• **ACTION ITEM**
Continue the passage on fitness tests for evolved specimens, starting immediately after its last sentence.

A different strategy of performing the fitness test is to make specimens compete with one another in a tournament. We pair them randomly and test which one of them performs better. Then, the losing specimen is discarded, and the winning one advances to the next round. This can be a very useful technique to select specimens that are combat or competition oriented. For example, you can test Quake bots this way by making them fight each other in an empty level, and the one that achieves more frags in a given time is selected. But be careful with this approach. Imagine that two very good contestants are matched in the first round. Even if one of them wins in the end, this does not necessarily mean that the other one should be discarded. This kind of phenomena happens in many sports competitions (the Wimbledon tennis tournament and the Soccer World Cup are good examples). Sometimes, very good teams or players get coupled early on in the competition, which forces some quite good contestants to be discarded too early.

However, in some instances, it will be hard to define a feasible, automatic fitness test. Sometimes the selection criteria will be nonnumeric, or quite simply, hard to put into numbers. Let's go back for a second to our crowd genetic simulator. Imagine you choose to iterate a crowd in an evolutionary way. Your goal is to create visually interesting combinations. You parameterize your virtual pedestrians using a variety of values and simply need to generate a few people that are visually attractive.

• **EXTRACTED MATERIAL**

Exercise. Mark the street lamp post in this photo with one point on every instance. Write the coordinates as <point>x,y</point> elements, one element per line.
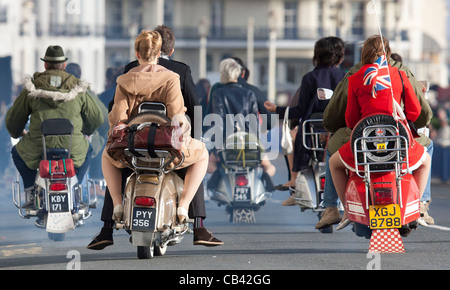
<point>250,48</point>
<point>271,90</point>
<point>203,30</point>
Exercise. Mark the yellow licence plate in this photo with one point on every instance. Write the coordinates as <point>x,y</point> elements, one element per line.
<point>385,216</point>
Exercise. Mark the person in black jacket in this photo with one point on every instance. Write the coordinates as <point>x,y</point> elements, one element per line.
<point>197,206</point>
<point>230,99</point>
<point>328,54</point>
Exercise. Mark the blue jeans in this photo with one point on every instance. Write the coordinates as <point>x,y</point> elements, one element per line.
<point>330,197</point>
<point>29,175</point>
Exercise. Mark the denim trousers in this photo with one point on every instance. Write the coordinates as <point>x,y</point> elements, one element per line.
<point>330,197</point>
<point>29,175</point>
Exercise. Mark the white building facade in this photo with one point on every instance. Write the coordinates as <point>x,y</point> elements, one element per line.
<point>100,34</point>
<point>30,26</point>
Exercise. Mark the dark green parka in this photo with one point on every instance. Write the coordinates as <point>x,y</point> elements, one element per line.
<point>47,95</point>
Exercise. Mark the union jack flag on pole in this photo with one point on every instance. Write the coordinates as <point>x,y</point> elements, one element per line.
<point>378,76</point>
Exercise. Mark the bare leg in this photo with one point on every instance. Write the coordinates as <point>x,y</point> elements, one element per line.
<point>340,178</point>
<point>113,178</point>
<point>194,177</point>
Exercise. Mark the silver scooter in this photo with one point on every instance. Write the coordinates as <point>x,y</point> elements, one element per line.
<point>152,192</point>
<point>240,182</point>
<point>57,198</point>
<point>310,183</point>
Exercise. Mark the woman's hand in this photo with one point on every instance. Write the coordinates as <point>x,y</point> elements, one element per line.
<point>271,107</point>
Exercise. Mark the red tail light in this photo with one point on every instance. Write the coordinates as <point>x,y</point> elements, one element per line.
<point>58,186</point>
<point>383,196</point>
<point>241,180</point>
<point>144,201</point>
<point>322,183</point>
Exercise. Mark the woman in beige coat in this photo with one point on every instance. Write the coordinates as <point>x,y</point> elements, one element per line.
<point>152,82</point>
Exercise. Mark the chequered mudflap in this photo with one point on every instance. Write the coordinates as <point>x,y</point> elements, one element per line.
<point>386,241</point>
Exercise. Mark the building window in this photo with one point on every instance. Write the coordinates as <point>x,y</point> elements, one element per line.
<point>290,19</point>
<point>169,7</point>
<point>357,18</point>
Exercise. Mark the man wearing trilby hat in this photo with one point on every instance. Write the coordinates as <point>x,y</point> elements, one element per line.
<point>47,95</point>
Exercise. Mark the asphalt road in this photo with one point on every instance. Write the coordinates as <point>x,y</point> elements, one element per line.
<point>283,238</point>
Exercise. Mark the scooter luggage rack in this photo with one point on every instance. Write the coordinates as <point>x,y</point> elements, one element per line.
<point>315,136</point>
<point>398,162</point>
<point>162,155</point>
<point>241,160</point>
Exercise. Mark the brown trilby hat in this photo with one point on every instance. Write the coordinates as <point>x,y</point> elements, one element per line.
<point>54,53</point>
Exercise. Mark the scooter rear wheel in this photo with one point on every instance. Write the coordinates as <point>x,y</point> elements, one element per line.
<point>160,250</point>
<point>144,252</point>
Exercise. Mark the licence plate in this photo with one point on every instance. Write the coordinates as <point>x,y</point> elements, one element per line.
<point>59,202</point>
<point>385,216</point>
<point>242,193</point>
<point>381,146</point>
<point>143,219</point>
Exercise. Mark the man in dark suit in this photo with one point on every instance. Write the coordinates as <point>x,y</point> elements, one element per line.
<point>197,207</point>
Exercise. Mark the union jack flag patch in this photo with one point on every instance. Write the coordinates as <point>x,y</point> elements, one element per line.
<point>377,75</point>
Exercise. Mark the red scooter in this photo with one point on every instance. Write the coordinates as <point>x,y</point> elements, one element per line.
<point>382,195</point>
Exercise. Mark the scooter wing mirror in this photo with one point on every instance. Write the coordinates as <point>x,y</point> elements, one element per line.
<point>324,94</point>
<point>425,88</point>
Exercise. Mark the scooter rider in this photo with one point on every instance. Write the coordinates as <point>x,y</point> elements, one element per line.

• **RESPONSE TO THE EXERCISE**
One classic method is to let a supervisor select couples and then genetically derive descendants from them. This same method is used to procedurally generate textures in some packages based on the user's desired style. Then, it is hard, if not impossible, to automate what a person might find attractive or ugly. It is much better to create a system that can be evolved interactively, so the user can perform the Darwinian selection. The process can actually be done very quickly. We can select the best-looking pedestrian out of a population of 20 in one minute. This means we can derive 60 generations in an hour, which is more than enough.

When coding this kind of supervised system, there are two guidelines that should be strictly observed:

The system must evolve in a relatively small number of iterations.
The time required to evaluate and select individuals from one iteration must be brief.

These two conditions try to guarantee the rapid convergence of the evolution, so we can reach interesting results in a short time.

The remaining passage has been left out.